Pick out and copy in full every line of the records that contains the string "instruction". Matching is case-sensitive.

###

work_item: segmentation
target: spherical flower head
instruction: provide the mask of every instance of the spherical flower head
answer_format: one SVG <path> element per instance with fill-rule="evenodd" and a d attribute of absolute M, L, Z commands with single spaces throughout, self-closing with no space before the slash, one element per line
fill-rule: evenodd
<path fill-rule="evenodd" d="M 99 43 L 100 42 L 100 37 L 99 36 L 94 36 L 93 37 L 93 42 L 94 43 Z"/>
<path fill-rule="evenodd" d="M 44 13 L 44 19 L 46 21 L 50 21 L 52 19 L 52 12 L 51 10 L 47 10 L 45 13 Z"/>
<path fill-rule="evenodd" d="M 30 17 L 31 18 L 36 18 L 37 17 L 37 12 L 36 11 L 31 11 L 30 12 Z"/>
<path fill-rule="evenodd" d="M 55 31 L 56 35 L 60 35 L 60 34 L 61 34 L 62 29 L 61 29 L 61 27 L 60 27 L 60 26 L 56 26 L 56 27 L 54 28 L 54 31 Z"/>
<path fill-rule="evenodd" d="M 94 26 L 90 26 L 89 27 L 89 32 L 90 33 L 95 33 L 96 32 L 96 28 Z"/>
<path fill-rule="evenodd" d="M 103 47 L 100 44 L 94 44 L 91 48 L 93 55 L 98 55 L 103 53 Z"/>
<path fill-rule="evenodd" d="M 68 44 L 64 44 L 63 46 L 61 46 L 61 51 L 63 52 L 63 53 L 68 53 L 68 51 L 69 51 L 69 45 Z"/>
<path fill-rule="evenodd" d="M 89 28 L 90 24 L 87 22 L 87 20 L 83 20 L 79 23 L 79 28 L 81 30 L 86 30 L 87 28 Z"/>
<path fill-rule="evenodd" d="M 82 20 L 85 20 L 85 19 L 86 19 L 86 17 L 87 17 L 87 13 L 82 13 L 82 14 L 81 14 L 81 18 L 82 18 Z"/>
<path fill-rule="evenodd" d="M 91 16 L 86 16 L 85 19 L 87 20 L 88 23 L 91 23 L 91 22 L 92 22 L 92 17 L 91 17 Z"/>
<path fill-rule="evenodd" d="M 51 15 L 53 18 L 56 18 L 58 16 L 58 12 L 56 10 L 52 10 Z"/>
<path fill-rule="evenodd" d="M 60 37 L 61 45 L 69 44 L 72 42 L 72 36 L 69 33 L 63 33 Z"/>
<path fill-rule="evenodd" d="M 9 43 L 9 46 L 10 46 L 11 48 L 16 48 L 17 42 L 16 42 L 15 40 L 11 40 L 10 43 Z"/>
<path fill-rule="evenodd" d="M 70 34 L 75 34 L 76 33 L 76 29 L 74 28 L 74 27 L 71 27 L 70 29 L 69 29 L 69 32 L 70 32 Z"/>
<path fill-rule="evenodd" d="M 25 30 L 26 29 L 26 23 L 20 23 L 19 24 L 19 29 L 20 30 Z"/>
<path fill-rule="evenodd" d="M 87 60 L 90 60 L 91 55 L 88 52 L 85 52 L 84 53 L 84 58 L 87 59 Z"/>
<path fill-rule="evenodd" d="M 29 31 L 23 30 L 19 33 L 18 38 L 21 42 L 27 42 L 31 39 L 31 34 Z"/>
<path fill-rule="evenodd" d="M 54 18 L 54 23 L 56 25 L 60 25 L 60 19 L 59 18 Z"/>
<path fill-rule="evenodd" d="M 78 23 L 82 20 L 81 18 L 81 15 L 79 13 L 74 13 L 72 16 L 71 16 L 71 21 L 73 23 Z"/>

###

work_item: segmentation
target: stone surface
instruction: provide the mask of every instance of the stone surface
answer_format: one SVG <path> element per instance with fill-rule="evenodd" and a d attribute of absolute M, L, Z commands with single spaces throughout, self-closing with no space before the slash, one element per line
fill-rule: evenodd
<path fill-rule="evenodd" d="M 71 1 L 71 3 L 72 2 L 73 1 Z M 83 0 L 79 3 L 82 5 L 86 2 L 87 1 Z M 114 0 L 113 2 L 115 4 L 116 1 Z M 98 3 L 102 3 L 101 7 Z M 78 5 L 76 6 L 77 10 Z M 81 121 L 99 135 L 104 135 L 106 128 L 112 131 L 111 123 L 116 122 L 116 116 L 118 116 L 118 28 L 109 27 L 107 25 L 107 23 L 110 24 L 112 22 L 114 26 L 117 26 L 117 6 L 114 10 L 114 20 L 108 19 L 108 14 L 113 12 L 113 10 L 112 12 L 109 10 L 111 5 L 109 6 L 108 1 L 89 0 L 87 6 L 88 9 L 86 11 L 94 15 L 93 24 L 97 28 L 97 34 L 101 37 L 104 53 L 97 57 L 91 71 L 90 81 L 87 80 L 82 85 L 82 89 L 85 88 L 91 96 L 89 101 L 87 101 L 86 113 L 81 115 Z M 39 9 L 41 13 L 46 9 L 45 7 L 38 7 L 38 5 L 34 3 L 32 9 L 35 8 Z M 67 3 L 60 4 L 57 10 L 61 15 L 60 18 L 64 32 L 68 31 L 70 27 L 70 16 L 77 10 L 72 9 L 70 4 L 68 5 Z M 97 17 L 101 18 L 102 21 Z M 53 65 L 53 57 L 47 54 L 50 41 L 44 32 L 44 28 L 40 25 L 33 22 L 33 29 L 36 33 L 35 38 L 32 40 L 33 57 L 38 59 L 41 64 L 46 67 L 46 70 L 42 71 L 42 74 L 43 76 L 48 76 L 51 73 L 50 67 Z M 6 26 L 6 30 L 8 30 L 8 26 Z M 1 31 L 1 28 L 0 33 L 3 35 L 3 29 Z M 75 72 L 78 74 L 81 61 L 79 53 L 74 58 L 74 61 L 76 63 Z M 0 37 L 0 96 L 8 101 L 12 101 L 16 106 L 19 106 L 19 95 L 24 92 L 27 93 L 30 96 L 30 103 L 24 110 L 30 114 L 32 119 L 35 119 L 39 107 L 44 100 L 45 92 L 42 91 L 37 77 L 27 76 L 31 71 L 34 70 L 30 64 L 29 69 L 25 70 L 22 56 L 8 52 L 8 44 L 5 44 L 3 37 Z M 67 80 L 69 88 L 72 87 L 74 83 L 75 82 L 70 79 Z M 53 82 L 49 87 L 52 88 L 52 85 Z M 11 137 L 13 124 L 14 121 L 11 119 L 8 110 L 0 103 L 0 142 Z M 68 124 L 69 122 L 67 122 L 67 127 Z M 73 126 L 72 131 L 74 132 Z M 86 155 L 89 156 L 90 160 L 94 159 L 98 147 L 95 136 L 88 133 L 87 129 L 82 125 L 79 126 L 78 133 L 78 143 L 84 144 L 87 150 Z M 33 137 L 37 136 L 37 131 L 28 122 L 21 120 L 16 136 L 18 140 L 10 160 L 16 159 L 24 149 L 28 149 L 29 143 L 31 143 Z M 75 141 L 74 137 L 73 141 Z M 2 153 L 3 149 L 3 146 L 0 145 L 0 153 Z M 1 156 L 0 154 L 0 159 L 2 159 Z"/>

###

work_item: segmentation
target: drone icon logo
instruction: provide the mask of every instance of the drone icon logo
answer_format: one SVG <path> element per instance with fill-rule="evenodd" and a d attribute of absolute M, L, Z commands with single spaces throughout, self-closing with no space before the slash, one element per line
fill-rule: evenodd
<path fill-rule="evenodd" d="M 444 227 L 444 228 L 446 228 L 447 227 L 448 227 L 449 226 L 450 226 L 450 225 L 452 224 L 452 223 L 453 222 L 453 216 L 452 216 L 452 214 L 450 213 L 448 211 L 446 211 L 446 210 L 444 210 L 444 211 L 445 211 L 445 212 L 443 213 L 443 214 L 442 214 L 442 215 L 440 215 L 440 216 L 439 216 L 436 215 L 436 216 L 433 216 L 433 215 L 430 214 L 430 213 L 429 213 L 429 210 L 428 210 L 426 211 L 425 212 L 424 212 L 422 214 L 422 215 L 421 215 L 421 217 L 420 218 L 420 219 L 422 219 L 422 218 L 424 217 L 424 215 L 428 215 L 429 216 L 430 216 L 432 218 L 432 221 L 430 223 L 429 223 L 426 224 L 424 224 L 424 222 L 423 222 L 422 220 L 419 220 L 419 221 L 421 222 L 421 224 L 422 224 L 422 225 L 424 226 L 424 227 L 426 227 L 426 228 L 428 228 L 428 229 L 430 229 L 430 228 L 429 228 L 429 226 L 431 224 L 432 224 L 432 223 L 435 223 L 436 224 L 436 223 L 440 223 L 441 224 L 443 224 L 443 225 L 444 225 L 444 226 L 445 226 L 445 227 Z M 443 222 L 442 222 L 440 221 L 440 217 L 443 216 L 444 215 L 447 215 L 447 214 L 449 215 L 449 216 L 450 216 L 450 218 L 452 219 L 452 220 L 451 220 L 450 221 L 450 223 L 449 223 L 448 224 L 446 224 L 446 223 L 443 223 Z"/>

###

_TASK RESULT_:
instruction: provide the mask of every instance of the spherical flower head
instruction: provide the mask of every instance of the stone surface
instruction: provide the mask of every instance of the drone icon logo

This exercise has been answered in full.